What the task asks >> Type out every line below exactly as it reads.

Records for this task >>
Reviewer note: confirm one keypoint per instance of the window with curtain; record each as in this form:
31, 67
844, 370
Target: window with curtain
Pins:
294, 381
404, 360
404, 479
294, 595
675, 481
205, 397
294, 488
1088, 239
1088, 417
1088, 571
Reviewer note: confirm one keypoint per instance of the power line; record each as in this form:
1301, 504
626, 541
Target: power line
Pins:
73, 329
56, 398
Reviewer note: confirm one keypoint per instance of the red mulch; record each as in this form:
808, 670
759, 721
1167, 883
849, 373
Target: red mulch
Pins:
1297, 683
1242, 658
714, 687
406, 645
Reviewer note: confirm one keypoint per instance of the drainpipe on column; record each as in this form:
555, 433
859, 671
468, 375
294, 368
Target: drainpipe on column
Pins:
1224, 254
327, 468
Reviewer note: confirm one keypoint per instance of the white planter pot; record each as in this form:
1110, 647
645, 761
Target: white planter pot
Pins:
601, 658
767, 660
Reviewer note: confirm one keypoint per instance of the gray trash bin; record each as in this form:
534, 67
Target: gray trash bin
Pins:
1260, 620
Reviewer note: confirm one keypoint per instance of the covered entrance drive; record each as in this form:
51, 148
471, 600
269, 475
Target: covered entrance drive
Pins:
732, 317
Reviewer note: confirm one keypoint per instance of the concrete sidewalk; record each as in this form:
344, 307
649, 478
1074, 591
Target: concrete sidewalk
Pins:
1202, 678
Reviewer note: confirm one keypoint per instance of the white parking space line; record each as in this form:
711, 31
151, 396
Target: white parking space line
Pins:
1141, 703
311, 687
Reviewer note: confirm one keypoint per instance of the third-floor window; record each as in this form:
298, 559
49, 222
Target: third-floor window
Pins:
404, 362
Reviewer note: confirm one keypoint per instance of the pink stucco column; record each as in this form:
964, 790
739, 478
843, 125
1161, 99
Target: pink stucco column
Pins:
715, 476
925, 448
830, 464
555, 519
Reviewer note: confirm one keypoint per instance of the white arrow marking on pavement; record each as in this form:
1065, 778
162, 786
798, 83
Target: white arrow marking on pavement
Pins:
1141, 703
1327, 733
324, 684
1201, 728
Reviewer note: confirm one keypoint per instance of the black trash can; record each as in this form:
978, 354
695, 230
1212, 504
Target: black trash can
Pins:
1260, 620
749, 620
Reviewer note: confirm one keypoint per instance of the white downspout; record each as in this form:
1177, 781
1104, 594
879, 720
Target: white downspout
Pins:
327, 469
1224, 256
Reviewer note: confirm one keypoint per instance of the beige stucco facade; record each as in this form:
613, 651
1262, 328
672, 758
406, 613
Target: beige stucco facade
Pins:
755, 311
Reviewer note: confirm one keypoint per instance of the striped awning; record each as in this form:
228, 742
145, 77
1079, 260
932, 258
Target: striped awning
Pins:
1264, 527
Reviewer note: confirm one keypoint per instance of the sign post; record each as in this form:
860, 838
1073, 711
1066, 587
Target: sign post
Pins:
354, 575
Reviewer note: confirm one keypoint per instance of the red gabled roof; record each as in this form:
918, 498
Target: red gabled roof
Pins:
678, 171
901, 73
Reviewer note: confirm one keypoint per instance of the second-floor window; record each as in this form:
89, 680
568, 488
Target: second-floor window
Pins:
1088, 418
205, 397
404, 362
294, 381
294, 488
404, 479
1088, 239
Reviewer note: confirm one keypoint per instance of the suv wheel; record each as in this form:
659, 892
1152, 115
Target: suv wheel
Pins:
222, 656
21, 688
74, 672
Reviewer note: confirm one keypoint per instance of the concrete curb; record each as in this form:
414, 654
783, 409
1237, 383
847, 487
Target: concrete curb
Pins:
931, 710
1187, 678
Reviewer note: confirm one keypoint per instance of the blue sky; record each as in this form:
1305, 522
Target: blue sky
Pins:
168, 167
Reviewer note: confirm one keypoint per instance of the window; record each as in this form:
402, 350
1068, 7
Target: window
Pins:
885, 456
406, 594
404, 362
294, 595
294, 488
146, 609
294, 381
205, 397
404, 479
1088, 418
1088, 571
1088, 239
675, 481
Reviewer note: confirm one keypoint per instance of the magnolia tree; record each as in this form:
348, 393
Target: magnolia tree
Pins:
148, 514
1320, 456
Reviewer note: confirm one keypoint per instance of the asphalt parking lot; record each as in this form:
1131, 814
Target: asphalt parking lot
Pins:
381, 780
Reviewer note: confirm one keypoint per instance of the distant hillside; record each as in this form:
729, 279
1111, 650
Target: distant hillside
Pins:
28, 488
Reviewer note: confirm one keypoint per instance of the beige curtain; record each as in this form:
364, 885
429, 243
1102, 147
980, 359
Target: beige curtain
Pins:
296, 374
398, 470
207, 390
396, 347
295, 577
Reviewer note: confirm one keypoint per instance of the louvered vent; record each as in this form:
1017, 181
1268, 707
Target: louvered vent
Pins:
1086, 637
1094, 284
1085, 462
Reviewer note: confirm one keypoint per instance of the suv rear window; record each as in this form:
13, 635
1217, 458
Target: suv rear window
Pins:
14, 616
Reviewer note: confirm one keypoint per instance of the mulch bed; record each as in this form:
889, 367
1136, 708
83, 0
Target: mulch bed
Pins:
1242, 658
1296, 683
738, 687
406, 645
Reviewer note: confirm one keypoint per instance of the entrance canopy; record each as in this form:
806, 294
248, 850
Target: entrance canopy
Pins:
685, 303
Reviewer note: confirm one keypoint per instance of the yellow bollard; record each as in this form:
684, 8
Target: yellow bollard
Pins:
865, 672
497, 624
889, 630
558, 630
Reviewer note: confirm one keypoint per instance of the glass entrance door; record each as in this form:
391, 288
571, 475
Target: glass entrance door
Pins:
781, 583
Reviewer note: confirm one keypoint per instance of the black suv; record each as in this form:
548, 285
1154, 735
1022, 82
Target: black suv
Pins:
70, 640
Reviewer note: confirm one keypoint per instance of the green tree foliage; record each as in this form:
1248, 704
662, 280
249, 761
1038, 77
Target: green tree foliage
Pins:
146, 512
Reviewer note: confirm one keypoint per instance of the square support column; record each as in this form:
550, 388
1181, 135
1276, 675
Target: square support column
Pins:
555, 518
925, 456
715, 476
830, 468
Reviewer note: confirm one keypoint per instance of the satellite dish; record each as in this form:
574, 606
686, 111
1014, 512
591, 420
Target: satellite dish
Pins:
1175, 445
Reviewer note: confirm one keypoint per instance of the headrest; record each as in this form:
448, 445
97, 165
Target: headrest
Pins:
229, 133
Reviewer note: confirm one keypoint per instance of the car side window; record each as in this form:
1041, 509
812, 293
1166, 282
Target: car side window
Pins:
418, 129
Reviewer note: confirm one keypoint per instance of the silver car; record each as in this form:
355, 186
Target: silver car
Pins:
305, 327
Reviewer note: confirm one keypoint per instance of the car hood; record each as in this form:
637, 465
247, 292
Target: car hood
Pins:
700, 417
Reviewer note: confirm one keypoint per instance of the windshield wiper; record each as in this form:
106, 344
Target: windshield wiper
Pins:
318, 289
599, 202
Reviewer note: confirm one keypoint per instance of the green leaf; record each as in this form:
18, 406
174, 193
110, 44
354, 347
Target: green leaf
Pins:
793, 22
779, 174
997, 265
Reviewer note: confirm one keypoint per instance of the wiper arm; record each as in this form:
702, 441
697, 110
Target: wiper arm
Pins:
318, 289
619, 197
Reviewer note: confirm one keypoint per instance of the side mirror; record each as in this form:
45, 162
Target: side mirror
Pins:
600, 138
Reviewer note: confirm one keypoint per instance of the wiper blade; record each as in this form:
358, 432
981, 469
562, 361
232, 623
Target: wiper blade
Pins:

Task answer >>
Reviewer note: confirm one keypoint per instance of the window with curtain; record each as in this form:
31, 67
844, 370
Target: window with curtain
Pins:
294, 381
404, 360
404, 479
294, 595
675, 481
205, 397
294, 488
1088, 239
1088, 417
1088, 571
Reviewer note: confirm one keypoint per instance of the power line; record each as in this form:
1301, 504
626, 541
Target: power line
Pins:
73, 329
56, 398
Reviewer note: confirm one keypoint per instance of the red mulch; record each as in this form:
808, 670
759, 721
1167, 883
849, 373
Target: red mulch
Pins:
1297, 683
1242, 658
714, 687
406, 645
Reviewer note: confirm one keypoint per instance of the drainpipe on column; record each as in this form:
555, 433
859, 671
468, 375
294, 368
Target: drainpipe on column
Pins:
1224, 254
327, 468
Reviewer note: confirm one keypoint per instance of the white planter pot; record each as in this form:
1110, 647
645, 761
Target: white planter pot
Pins:
601, 658
767, 660
Reviewer note: confirm one keypoint per instance of the gray trash bin; record each as in this form:
534, 67
Target: gray trash bin
Pins:
1260, 620
Reviewer note: confirm one keypoint per instance of the covered entrance drive; record each as in this form:
51, 148
471, 600
269, 475
Target: covered entrance drive
Pins:
732, 317
Reviewer note: confirm one keypoint per instance of the concrete sidewalk; record each as in this form:
344, 307
649, 478
1074, 591
Target: concrete sidewalk
Pins:
1202, 678
Reviewer note: confirm one keypoint per instance of the white parking space line; record each as in this form:
711, 31
151, 396
Target: white parking space line
Pins:
1141, 703
311, 687
Reviewer note: confirm one keypoint per instance of the third-floor window; record each as in this form:
298, 559
49, 222
Target: third-floor window
Pins:
404, 362
Reviewer note: confirm one keypoint per instance of the pink stucco column; record each as in this form:
964, 790
739, 478
843, 125
1161, 99
Target: pink stucco column
Pins:
715, 476
925, 448
830, 464
555, 519
Reviewer note: confirm one keypoint per instance of the white arrow marking on pavement; record each as in this form:
1065, 778
162, 786
798, 83
Target: white arrow marking on pavement
Pins:
1141, 703
1327, 733
324, 684
1201, 728
Reviewer note: confirm one keypoint per instance of the black trash can; record each as in this form:
978, 354
695, 230
1212, 504
Target: black trash can
Pins:
1260, 620
749, 620
Reviewer note: confirm one keypoint per instance of the white downspout; record each as in this form:
1177, 781
1104, 594
879, 720
Target: white downspout
Pins:
327, 469
1224, 256
Reviewer note: confirm one keypoint per instance of the beige stucco facade; record each as in this form:
613, 651
1262, 328
672, 758
406, 613
Target: beige stucco facade
Pins:
755, 311
Reviewer note: confirm one keypoint per instance of the striped awning; record each as in this form:
228, 742
145, 77
1079, 260
932, 258
Target: striped awning
Pins:
1264, 527
Reviewer note: confirm one keypoint per instance of the sign post; record each as in this form:
860, 838
1073, 711
1066, 587
Target: sign post
Pins:
354, 575
Reviewer note: confirm one keypoint per instance of the red gabled roof; record each as in this form:
918, 498
Target: red gabled roof
Pins:
678, 171
901, 73
Reviewer note: confirm one keypoint per instance of the second-floor window; record each as in this form:
89, 680
568, 488
Target: second-floor window
Pins:
1088, 418
205, 397
404, 362
294, 381
294, 488
404, 479
1088, 239
Reviewer note: confirm one keypoint per instance of the suv wheel; record each as in this form:
659, 892
1152, 115
Target: suv wheel
Pins:
222, 656
21, 688
74, 672
Reviewer note: confirm one keypoint per instance of the concrete curb; record each as in this form:
414, 654
783, 409
1237, 383
847, 487
Target: concrete curb
Pins:
931, 710
1187, 678
Reviewer note: confirm one keypoint per instance of the blue sky; record each as in this form:
1305, 522
Target: blue sky
Pins:
168, 167
Reviewer note: confirm one keypoint per instance of the window; record each as in this form:
402, 350
1068, 7
Target: window
Pins:
885, 456
406, 594
404, 362
294, 595
294, 488
146, 609
294, 381
205, 397
404, 479
1088, 418
1088, 571
1088, 239
675, 481
Reviewer note: confirm one keypoint per instance of the magnolia tree; record each as in this form:
348, 393
Target: magnolia tree
Pins:
148, 514
1320, 456
Reviewer note: confirm one keypoint per instance of the asphalt parking lot; record each as in this form:
1131, 814
Target: asphalt parking lot
Pins:
381, 780
Reviewer note: confirm one keypoint per instance of the distant hillside; record each as in this form:
729, 279
1111, 650
Target: distant hillside
Pins:
28, 488
Reviewer note: confirm one keypoint per instance of the beige curtain; record each as in this form:
364, 885
429, 243
1102, 147
980, 359
Target: beige curtain
Pins:
296, 374
398, 470
207, 390
396, 347
295, 577
Reviewer note: confirm one keypoint per instance of the louvered vent; record each as in this form:
1017, 181
1268, 707
Target: louvered vent
Pins:
1086, 637
1094, 284
1085, 462
Reviewer note: confirm one keypoint per instance of the suv rear window; record each as in this form:
13, 635
1217, 458
Target: suv rear window
Pins:
14, 616
Reviewer note: confirm one keypoint per instance of the mulch bed; record each as in this form:
889, 367
1136, 708
83, 0
Target: mulch bed
Pins:
1242, 658
1296, 683
738, 687
406, 645
Reviewer note: confirm one keypoint per instance of the entrance canopy; record each as in this form:
806, 294
248, 850
Target: entrance canopy
Pins:
685, 303
Reviewer note: confirm one keypoint per instance of the yellow bollard; record each as in this form:
684, 8
Target: yellow bollard
Pins:
865, 672
497, 624
889, 630
558, 630
Reviewer note: confirm one keypoint per instance of the glass entrance door; record each as in this form:
391, 288
571, 475
Target: glass entrance door
Pins:
781, 583
Reviewer note: confirm one keypoint per instance of the black suv; record each as in this form:
548, 285
1154, 735
1022, 82
Target: black suv
Pins:
70, 640
Reviewer note: confirm one keypoint per instance of the green tree foliage; record each as in this form:
1248, 704
662, 280
249, 761
1038, 77
Target: green tree foliage
Pins:
146, 512
Reviewer note: confirm one keypoint per instance of the square support column; record each as in this form:
550, 388
1181, 135
1276, 675
Target: square support column
Pins:
555, 518
925, 456
715, 476
830, 468
Reviewer note: confirm one keypoint per instance of the satellite dish; record each as in this form:
574, 606
686, 111
1014, 512
591, 420
Target: satellite dish
Pins:
1175, 445
Reviewer note: confirm one keypoint per instance of the headrest; record each as in this form:
448, 445
97, 165
Target: headrest
Pins:
229, 133
Reviewer note: confirm one keypoint per instance of the car side window; record each as in this form:
1041, 509
812, 293
1166, 282
Target: car side window
Pins:
418, 129
Reviewer note: confirm one keypoint per instance of the silver car; record each as in this form:
355, 186
Target: silver car
Pins:
305, 327
Reviewer note: confirm one keypoint per instance of the car hood; record each as in this form:
637, 465
247, 292
Target: car hood
Pins:
700, 417
Reviewer note: confirm one keypoint per instance of the windshield wiper; record each as in this form:
106, 344
Target: windshield wiper
Pins:
318, 289
599, 202
Reviewer note: confirm one keypoint per instance of the green leaf; record each as in this form:
18, 406
174, 193
110, 44
354, 347
Target: green leaf
Pins:
793, 22
779, 174
997, 265
Reviewer note: confirm one keypoint per instance of the wiper arm; record each as in this form:
702, 441
697, 110
Target: wiper arm
Pins:
318, 289
619, 197
Reviewer note: confirm one keypoint per instance of the side mirror; record each as in this form:
45, 162
Target: side mirror
Pins:
600, 138
Reviewer note: confirm one keypoint per instance of the wiper blade; record each as in this form:
358, 432
981, 469
562, 361
232, 623
Target: wiper blade
Pins:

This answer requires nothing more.